Please reproduce the lines below word for word, leaving out the pictures.

Excerpts from location labeling data:
==========

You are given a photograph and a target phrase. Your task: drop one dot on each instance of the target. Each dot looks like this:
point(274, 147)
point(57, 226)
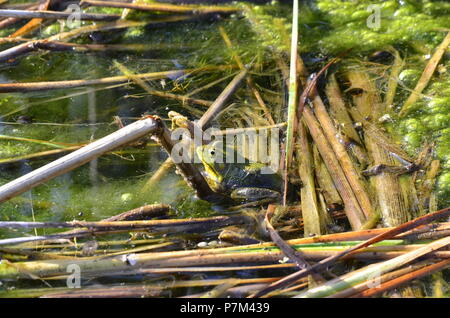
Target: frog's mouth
point(213, 174)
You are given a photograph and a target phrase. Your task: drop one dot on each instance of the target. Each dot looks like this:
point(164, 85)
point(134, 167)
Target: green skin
point(240, 181)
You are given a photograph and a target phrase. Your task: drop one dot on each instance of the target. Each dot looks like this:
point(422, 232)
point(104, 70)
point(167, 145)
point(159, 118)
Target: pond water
point(59, 118)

==========

(EXERCISE ANSWER):
You are given a photograph and a target phrase. Your task: drop one dot on each instance of the target. Each dot looks like this:
point(274, 147)
point(57, 226)
Target: frog's mouth
point(213, 174)
You are given a photograph and a target phrase. Your task: drop one dot on each instance of the target. Each dot looks like this:
point(164, 85)
point(134, 167)
Target: green skin
point(240, 181)
You are given a photograph and a target phrase. Your task: drop one dot on each instance of the target. Each dot looks like this:
point(422, 232)
point(104, 70)
point(167, 145)
point(159, 118)
Target: pond water
point(59, 118)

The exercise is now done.